* [DIRECTIONS]
a) Answer these questions using the article about the UMass Dartmouth student's book request.
(i) Which department did the agents who visited the student come from?
(ii) For which class was the student writing his research paper?
(iii) Where did the agents visit the student?
b) Decide whether each statement agrees with the article about the UMass Dartmouth student's book request. Answer yes or no, and quote the words from the article that settle it.
(i) The student asked for the book through the library's interlibrary loan program.
(ii) Three agents visited the student.
(iii) The student was a junior at UMass Dartmouth.
c) Pick up the article about the UMass Dartmouth student's book request after its final line and write what comes next.

===== DOCUMENT =====

Posted on 12/18/2005 3:16:12 PM PST by tsipple
NEW BEDFORD -- A senior at UMass Dartmouth was visited by federal agents two months ago, after he requested a copy of Mao Tse-Tung's tome on Communism called "The Little Red Book."
Two history professors at UMass Dartmouth, Brian Glyn Williams and Robert Pontbriand, said the student told them he requested the book through the UMass Dartmouth library's interlibrary loan program.
The student, who was completing a research paper on Communism for Professor Pontbriand's class on fascism and totalitarianism, filled out a form for the request, leaving his name, address, phone number and Social Security number. He was later visited at his parents' home in New Bedford by two agents of the Department of Homeland Security, the professors said.
The professors said the student was told by the agents that the book is on a "watch list," and that his background, which included significant time abroad, triggered them to investigate the student further.
"I tell my students to go to the direct source, and so he asked for the official Peking version of the book," Professor Pontbriand said. "Apparently, the Department of Homeland Security is monitoring inter-library loans, because that's what triggered the visit, as I understand it."
[Article continues at the newspaper's Web site.]
(Excerpt) Read more at southcoasttoday.com ...

===== RECORDED DATA =====

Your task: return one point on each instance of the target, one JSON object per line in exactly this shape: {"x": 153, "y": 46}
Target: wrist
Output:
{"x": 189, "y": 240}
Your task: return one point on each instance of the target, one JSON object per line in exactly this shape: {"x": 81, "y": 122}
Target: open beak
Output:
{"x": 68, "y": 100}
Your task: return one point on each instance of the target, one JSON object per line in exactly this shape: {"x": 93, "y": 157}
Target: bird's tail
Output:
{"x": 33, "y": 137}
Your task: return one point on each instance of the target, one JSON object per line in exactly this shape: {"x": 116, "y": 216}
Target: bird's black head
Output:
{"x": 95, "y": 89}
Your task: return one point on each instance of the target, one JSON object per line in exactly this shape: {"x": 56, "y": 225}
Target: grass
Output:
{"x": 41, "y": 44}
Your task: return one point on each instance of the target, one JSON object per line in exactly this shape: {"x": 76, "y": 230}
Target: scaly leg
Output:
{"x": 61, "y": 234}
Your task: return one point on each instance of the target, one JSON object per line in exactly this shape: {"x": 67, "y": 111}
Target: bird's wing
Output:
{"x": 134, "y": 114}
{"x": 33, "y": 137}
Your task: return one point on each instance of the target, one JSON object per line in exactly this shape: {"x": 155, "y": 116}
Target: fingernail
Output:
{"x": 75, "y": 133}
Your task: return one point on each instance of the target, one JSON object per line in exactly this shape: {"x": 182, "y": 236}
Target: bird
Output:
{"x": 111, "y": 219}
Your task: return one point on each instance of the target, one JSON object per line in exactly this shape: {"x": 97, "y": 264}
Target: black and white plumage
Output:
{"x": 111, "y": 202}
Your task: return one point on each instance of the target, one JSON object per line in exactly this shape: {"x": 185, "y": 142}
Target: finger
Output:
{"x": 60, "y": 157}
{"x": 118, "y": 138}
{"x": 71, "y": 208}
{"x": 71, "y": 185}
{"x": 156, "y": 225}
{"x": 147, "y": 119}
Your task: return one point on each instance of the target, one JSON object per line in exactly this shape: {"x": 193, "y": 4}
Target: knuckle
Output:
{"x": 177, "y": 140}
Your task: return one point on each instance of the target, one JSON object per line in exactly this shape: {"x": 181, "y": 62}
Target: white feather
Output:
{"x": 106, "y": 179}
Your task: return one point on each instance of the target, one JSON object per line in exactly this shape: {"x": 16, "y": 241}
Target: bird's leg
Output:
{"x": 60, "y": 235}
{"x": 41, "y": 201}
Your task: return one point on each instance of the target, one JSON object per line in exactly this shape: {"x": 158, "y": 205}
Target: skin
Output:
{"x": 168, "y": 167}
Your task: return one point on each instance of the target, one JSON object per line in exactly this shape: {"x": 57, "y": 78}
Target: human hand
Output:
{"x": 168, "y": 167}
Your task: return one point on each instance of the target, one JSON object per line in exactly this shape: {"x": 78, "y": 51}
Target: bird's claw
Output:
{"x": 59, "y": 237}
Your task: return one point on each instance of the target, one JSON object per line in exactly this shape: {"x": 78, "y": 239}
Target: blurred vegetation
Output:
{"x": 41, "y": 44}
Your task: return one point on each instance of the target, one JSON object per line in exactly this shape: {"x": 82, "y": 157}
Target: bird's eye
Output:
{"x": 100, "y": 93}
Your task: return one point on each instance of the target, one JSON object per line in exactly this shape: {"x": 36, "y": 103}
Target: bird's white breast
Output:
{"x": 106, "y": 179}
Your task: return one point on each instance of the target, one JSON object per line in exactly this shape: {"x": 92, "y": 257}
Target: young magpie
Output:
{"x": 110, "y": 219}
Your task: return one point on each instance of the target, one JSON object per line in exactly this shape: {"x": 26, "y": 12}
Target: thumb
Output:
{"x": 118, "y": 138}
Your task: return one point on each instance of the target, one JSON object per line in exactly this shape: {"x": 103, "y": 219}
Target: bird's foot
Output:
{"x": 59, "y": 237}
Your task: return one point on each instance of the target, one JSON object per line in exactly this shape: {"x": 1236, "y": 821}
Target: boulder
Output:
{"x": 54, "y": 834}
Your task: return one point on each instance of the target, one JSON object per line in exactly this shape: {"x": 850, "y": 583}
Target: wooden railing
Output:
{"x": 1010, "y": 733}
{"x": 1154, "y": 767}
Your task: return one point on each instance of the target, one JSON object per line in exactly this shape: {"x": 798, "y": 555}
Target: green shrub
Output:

=====

* [EXERCISE ANSWERS]
a)
(i) The Department of Homeland Security.
(ii) Professor Pontbriand's class on fascism and totalitarianism.
(iii) At his parents' home in New Bedford.

b)
(i) Yes: "he requested the book through the UMass Dartmouth library's interlibrary loan program"
(ii) No: "two agents of the Department of Homeland Security"
(iii) No: "A senior at UMass Dartmouth"

c)
If the story is true as written this is terrible waste of government resources and taxpayer money.
I don't buy it.
Not that book.
I got my copy in 1967 and explained a lot about the insanity going on then called "The Great Proliteriat Cultural Revolution".
Methinks this guy was visited by the feds for some other reason...
"Mao Tse-Tung is completely harmless."
Now he is, although while alive he managed to kill 50M+ people. His followers have killed more, and are still killing people in Nepal, Peru and elsewhere.
I agree completely. On the other hand, it sounds so strange that I suspect a hoax of some kind.
Don't be contacting islamic terrorists in Chechnya, Georgia, and other terror states.
This is a crock. That book has been around forever. I was asked about it one time by my division officer. I told him its good to know what the enemy is thinking.
He agreed, I lent him the book, and it got passed around the squadron.
I think this kid is lying.
Damn. I got my copy in 1967 too. Somebody stole it out of my dorm room . My roommate turned out to be a card carrying Commie.( gave me the bok) He worshipped Che Gueverra. My into to liberal education .
"I don't buy it.
Not that book."
It does sound odd. I went to a conservative religious high school and we read The Communist Manifesto to better understand and contrast with capitalism and democracy.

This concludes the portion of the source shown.